[EXERCISE PASSAGE]
Gaston Hall erupted in deafening applause as Senator Elizabeth Warren (D-Mass.) took to the stage for a Nov. 30 discussion with the Georgetown University community.
The event, titled “A Conversation with Senator Elizabeth Warren on Leveling the Playing Field,” was hosted by the Georgetown Institute of Politics and Public Service (GU Politics). Rebecca Pearcey, a GU Politics fall fellow and former political director and senior advisor for Warren’s presidential campaign, moderated the discussion.
Throughout the event, Warren discussed the impact of the COVID-19 pandemic on vulnerable communities, such as low-income Americans, and legislative policy for increasing equity in the United States.
The first step to leveling the playing field in the wake of the pandemic is to see healthcare as a form of infrastructure that needs to be improved in an effort to better meet the needs of struggling Americans, according to Warren.

[ACTIVITY LIST]
A: Answer these from the Warren event article:
(i) On what date did the discussion take place?
(ii) Which organization hosted the event?
(iii) According to Warren, what should healthcare be seen as?
B: Carry on the Warren event article from its last sentence.
The rows are not needed.

[EXCERPTED DATA]
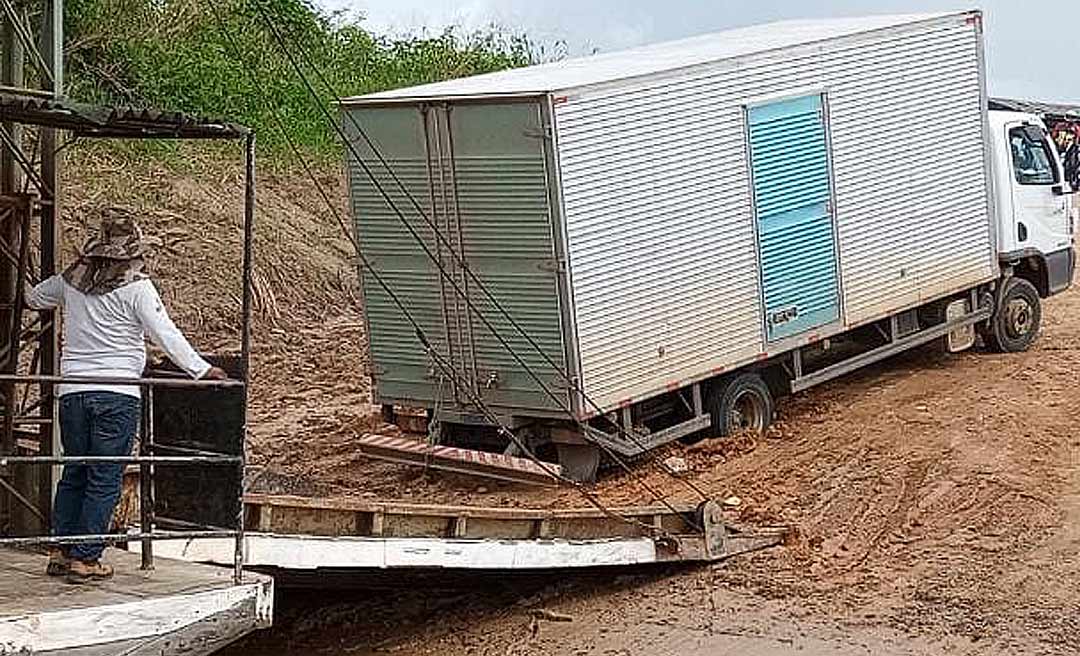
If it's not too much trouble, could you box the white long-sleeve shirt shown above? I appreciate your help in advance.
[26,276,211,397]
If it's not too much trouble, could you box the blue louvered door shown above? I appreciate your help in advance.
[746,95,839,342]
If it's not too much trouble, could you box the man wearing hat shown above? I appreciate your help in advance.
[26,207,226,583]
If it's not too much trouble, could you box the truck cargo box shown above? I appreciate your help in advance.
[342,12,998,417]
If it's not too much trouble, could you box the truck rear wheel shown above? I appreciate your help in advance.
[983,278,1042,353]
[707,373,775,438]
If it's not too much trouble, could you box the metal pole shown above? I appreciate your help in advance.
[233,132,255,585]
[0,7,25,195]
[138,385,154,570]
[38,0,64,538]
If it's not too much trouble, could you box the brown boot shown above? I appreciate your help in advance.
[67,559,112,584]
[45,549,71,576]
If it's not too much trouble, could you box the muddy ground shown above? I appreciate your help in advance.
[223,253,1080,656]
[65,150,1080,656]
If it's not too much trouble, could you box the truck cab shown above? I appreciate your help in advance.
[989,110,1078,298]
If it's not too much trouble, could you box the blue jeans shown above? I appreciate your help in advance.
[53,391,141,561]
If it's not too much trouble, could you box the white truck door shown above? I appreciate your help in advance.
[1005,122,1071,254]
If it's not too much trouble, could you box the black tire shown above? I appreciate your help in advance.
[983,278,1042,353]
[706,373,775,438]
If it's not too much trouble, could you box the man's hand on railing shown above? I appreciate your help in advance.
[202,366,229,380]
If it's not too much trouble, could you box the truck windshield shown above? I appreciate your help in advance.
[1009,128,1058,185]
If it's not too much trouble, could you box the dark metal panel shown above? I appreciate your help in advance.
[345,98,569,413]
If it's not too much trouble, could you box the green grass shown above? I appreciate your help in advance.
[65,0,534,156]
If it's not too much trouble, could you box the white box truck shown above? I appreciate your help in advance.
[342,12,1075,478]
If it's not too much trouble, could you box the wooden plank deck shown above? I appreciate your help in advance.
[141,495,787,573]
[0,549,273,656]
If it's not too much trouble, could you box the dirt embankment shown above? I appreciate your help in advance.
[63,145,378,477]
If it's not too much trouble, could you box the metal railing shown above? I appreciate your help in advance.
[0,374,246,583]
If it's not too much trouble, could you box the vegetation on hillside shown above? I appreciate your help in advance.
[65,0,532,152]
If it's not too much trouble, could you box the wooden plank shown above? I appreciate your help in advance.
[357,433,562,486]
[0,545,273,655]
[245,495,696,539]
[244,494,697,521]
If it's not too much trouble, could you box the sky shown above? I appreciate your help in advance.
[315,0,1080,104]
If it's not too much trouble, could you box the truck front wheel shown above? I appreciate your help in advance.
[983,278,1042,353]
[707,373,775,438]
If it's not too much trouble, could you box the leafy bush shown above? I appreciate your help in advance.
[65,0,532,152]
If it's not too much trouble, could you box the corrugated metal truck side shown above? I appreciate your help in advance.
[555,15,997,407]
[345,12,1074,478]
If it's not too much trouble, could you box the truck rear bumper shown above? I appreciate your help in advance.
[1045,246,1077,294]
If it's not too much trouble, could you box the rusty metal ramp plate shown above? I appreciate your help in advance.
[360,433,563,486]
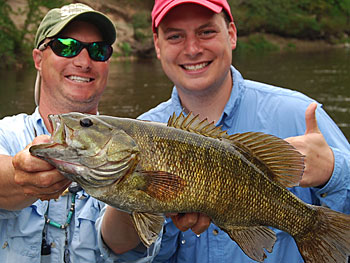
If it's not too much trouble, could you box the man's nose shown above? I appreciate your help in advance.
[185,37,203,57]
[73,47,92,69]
--
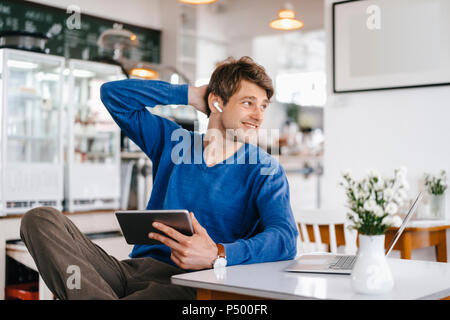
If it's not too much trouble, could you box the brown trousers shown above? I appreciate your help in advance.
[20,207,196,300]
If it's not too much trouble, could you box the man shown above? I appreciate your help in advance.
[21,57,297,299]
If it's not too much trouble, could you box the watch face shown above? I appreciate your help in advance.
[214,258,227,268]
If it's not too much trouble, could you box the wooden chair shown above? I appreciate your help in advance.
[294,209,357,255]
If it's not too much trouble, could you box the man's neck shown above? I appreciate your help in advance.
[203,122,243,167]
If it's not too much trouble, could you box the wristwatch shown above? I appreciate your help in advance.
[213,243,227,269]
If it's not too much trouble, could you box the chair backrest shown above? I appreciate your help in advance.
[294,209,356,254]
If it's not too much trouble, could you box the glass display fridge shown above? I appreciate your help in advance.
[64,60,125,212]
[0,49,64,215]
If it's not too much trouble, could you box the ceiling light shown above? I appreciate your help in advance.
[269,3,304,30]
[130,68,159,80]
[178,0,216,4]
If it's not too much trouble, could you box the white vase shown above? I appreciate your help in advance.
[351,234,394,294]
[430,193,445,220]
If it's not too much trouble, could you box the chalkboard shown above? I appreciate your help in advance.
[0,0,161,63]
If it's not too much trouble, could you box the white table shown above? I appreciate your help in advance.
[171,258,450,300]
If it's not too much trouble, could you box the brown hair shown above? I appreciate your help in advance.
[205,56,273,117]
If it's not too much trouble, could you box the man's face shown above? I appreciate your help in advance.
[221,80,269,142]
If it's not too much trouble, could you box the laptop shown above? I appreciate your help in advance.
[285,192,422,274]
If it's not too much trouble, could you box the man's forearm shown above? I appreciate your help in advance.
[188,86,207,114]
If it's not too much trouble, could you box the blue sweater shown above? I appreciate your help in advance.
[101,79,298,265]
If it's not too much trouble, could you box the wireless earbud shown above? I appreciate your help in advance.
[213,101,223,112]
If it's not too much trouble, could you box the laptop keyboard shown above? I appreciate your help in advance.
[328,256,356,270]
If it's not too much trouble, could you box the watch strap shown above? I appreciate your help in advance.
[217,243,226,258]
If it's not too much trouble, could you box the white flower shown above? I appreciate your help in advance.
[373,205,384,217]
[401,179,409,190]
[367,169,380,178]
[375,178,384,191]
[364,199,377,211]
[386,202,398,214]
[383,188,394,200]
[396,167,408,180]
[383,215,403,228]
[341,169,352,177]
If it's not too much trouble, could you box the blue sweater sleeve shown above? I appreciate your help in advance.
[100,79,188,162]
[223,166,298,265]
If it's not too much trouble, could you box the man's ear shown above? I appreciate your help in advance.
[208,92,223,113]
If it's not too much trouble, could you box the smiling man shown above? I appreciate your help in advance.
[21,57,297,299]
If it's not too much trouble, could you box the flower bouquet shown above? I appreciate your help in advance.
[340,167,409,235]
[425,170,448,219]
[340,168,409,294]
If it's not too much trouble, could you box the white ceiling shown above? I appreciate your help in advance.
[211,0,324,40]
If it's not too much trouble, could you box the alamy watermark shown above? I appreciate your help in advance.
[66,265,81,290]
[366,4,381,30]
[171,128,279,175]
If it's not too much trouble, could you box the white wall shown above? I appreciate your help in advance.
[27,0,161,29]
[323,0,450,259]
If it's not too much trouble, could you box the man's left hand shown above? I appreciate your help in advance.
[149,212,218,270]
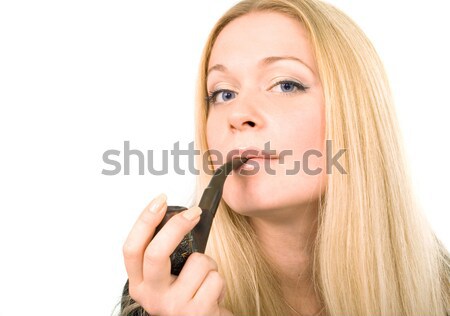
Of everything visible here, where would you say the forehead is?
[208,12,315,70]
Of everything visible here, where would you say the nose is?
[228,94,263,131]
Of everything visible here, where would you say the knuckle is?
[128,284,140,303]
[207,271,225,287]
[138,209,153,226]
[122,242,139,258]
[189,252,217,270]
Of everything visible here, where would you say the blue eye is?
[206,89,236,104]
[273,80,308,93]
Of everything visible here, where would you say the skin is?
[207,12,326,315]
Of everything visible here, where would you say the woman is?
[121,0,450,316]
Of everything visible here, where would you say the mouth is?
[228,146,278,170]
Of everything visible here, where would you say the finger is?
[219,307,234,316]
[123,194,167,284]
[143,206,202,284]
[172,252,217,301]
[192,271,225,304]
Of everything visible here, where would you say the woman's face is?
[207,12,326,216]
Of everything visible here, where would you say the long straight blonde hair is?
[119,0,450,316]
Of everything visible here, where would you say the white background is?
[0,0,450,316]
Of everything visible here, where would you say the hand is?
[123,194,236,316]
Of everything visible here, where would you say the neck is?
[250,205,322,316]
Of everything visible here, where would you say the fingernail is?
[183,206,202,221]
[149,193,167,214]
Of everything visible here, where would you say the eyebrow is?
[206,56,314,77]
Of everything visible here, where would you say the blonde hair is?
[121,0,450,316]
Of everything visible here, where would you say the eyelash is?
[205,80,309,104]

[TASK-BY-TASK OUTPUTS]
A:
(i) Nov. 30
(ii) The Georgetown Institute of Politics and Public Service (GU Politics)
(iii) A form of infrastructure that needs to be improved

B:
“The difference between having housing and not having housing is a huge health issue, as well as an education issue,” Warren said at the event. “These things link up, and we have to think about health infrastructure — it’s also about transportation, it’s also about housing, it’s also about food security — and so if we build out in that direction, it helps us all.”
The pandemic also exacerbated racial injustice in America, as Black Americans are 2.4 times more likely to die from COVID-19 than white Americans and are less likely to have access to COVID-19 tests and treatments. Barriers like lack of access to insurance protection, transportation or child care can prevent minorities from accessing healthcare.
When Pearcey asked how the country should move forward after the pandemic disproportionately impacted Black and Brown individuals, Warren highlighted the work of Ibram X. Kendi, an anti-racist activist, historian of race policy and author of “Stamped From the Beginning.” Warren utilized Kendi’s expertise to explain what it means to move forward while prioritizing anti-racism.
“For me, it’s Ibram Kendi and anti-racism,” Warren said. “It is not enough to write a policy that so long as you didn’t deliberately discriminate against someone overtly and use words that say ‘not that group’ then it’s okay. The answer is you must stop and ask yourself with every one of these policies, what’s going on here? And who does this effect? And how is this affecting communities that have been left behind?”
Another way to level the playing field is by investing in children and parents in an effort to prioritize people who are going back to work in the wake of the COVID-19 pandemic across America, according to Warren.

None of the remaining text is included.